▶ [PASSAGE CITÉ]
'''

Quelle est la cuvée phare des Celliers d’Orfée ?

Il s’agit de la cuvée Sextant, notre haut de gamme rouge, qui a obtenu une médaille d’or au Concours Corbières 2018. Il contient majoritairement de la Syrah et procède d’une macération carbonique. Tout est ramassé à la main, et il est élevé en fut de chêne. Depuis 30 ans, on a des consommateurs qui sont fanatiques du Sextant… On n’a même pas le droit de toucher l’étiquette, sinon ils sont malheureux ! Nous faisons tout pour que la qualité de la Syrah soit exceptionnelle. Et nous avons de la chance : un terroir magnifique et des gens motivés. Petites exploitations comme plus grandes surfaces, tous y participent…

 

Le p’tit mot de la fin ?

'''

Données recueillies
'''

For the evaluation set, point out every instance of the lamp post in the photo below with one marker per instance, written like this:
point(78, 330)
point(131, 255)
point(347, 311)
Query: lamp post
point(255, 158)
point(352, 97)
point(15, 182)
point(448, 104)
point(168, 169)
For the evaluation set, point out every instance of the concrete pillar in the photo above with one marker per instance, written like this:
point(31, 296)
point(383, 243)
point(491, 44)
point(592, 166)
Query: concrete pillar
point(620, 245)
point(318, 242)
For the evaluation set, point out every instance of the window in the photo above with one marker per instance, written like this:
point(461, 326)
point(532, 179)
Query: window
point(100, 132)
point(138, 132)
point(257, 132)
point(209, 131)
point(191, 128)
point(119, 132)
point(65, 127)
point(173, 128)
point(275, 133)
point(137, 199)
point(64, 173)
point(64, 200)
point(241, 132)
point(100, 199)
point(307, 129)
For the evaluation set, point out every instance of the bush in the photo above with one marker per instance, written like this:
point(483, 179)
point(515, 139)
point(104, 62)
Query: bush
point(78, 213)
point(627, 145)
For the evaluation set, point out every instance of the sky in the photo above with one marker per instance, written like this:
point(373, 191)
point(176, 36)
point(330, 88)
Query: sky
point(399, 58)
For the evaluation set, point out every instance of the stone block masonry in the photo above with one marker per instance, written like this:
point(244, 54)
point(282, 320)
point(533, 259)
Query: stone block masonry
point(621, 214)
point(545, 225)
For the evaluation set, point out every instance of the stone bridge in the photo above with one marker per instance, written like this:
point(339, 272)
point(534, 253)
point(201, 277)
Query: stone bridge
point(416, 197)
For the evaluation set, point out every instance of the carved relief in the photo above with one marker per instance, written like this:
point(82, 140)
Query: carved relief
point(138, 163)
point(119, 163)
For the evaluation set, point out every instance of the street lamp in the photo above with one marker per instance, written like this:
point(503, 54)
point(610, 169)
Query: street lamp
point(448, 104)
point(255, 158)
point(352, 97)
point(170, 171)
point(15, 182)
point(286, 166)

'''

▶ [CONSIGNE 1]
Reformulez sous forme de liste le paragraphe du passage cité qui commence par « Il s’agit de la cuvée Sextant », en gardant ses faits principaux.
▶ [CONSIGNE 2]
Poursuivez le passage sur la cuvée Sextant des Celliers d’Orfée à partir de sa dernière phrase.
Ces enregistrements proviennent d’une source distincte.

▶ [RÉPONSE RÉDIGÉE 1]
- Cuvée Sextant : haut de gamme rouge, médaille d’or au Concours Corbières 2018.
- Composition : majoritairement de la Syrah, issue d’une macération carbonique.
- Récolte entièrement manuelle, élevage en fût de chêne.
- Des consommateurs fidèles depuis 30 ans, si attachés qu’on ne peut même pas toucher l’étiquette.
- Objectif : une Syrah de qualité exceptionnelle, grâce à un terroir magnifique et à des gens motivés.
- Participation de toutes les exploitations, petites comme plus grandes.

▶ [RÉPONSE RÉDIGÉE 2]
Je suis content de Catharsis, notre nouvelle cuvée de rosé en AOC Corbières. Chose rare : elle contient 80% de Carignan ! Avis aux curieux et amateurs de rosés 

 

* cracking des rosés : méthode de fabrication de rosés basée sur le modèle des thermovinifications en rouge : dans le cas des rouges on chauffe les raisins pour obtenir la couleur, on presse tout de suite le raisin encore chaud et on vinifie en phase liquide pour les rosés on macère à chaud le moût après le pressurage ou la saignée.